- _EXTRAIT_:

+ + + +

Je ne vais pas poursuivre une analyse plus détaillée de cet article, puisqu’il apparaît que les arguments des auteures glissent progressivement vers une dénonciation de la vaccination, et s’éloignent de la question juridique du libre choix du mineur à se faire vacciner ou non. Dans ce débat si complexe, chacun est naturellement libre de faire ses choix et d’argumenter sa décision. Les questions que soulèvent la vaccination sont d’une importance fondamentale, quelle que soit la position de chacun. Ce qui me pose problème ici, c’est la partialité du débat : en ne retenant que les arguments qui soutiennent leur cause, mais surtout en excluant ceux qui ne les servent pas, les auteures proposent une lecture biaisée de la problématique et dénaturent le sens véritable des droits de l’enfant.

Ainsi, en tant que juriste, toute recherche sur les thèmes liées aux droits fondamentaux de l’individu demande de passer en revue la jurisprudence du Tribunal Fédéral (on l’a abordée) et celle de la Cour Européenne des Droits de l’Homme. Or, cette dernière a rendu un arrêt fondamental en avril 2021, dans lequel elle déclarait que : « l’intérêt supérieur des enfants doit primer dans toutes les décisions qui les concernent. Il s’ensuit qu’il existe pour les États une obligation de placer l’intérêt supérieur de l’enfant, et également des enfants en tant que groupe, au centre de toutes les décisions touchant à leur santé et à leur développement. Concernant la vaccination, l’objectif doit être de veiller à ce que tout enfant soit protégé contre les maladies graves. Dans la grande majorité des cas, cet objectif est atteint par l’administration aux enfants, dès leur plus jeune âge, de tous les vaccins prévus dans le programme vaccinal. Ceux qui ne peuvent pas recevoir ce traitement sont protégés indirectement contre les maladies contagieuses tant que, au sein de leur communauté, la couverture vaccinale est maintenue au niveau requis ; autrement dit, leur protection réside dans l’immunité de groupe. Ainsi, lorsqu’il apparaît qu’une politique de vaccination volontaire est insuffisante pour l’obtention et la préservation de l’immunité de groupe, les autorités nationales peuvent raisonnablement mettre en place une politique de vaccination obligatoire afin d’atteindre un niveau approprié de protection contre les maladies graves ».[4] N’a-t-il pas là un développement juridique important à traiter dans ce débat ?

Ce n’est pas l’objet de ce modeste blog que de prendre position en faveur ou contre la vaccination : il s’agit d’un droit individuel qui doit impérativement être respecté, y compris pour les mineurs, sous condition d’information et d’accompagnement. Le débat public est également un élément central des droits humains, mais il demande une honnêteté intellectuelle qui permette à chacun de se forger une opinion. S’il s’agit de défendre une cause ou une autre, il faut alors être transparent sur le sens de la démarche. Les auteures de cet article étant toutes les trois membres de l’association « Le virus des libertés », elles défendent une certaine vision de la société que chacun est libre de suivre, ou non. Mais en publiant ce type d’article qui n’offre au final qu’une lecture politique de la problématique, elles vident les droits de l’enfant de leur sens et de leur substance.

Et là, chacun a aussi le droit de ne pas être d’accord.

[1] L’article n’est malheureusement pas en libre accès.
[2] « La position de l’enfant face au traitement médical : Consentement, refus, droit d’être entendu, intérêt supérieur », Centre Suisse de Compétence pour les Droits Humains.
[3] J. Zermatten, « Le droit de l’enfant d’être entendu », revue plaidoyer 2/11,
[4] Les vaccinations en question ne concernent ci que les maladies pour lesquelles les vaccins sont usuellement recommandés, et n’incluent pas le Covid-19. CEDH, affaire Vavřička et autres c. République tchèque.

+ + + +

- _DONNÉES FOURNIES_:
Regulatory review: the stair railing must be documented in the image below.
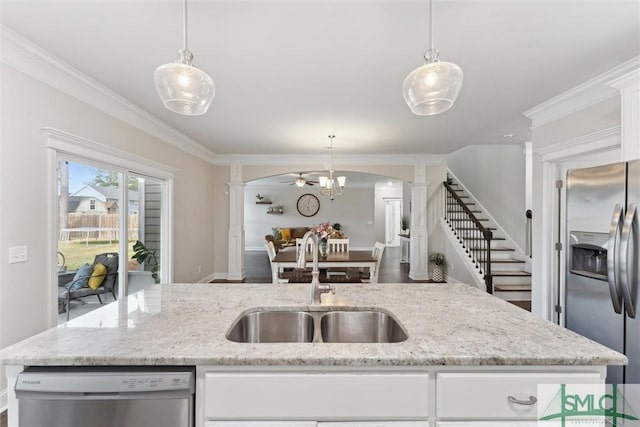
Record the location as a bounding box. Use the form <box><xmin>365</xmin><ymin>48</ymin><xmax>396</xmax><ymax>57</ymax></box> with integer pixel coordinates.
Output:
<box><xmin>443</xmin><ymin>181</ymin><xmax>493</xmax><ymax>294</ymax></box>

+ + + +

- _CONSIGNE_: Pouvez-vous recopier à l'identique le passage de l'extrait sur la vaccination des mineurs qui commence par « [1] L’article n’est » et se poursuit jusqu'à « c. République tchèque. » inclus ?

- _RÉSULTAT_:
[1] L’article n’est malheureusement pas en libre accès.
[2] « La position de l’enfant face au traitement médical : Consentement, refus, droit d’être entendu, intérêt supérieur », Centre Suisse de Compétence pour les Droits Humains.
[3] J. Zermatten, « Le droit de l’enfant d’être entendu », revue plaidoyer 2/11,
[4] Les vaccinations en question ne concernent ci que les maladies pour lesquelles les vaccins sont usuellement recommandés, et n’incluent pas le Covid-19. CEDH, affaire Vavřička et autres c. République tchèque.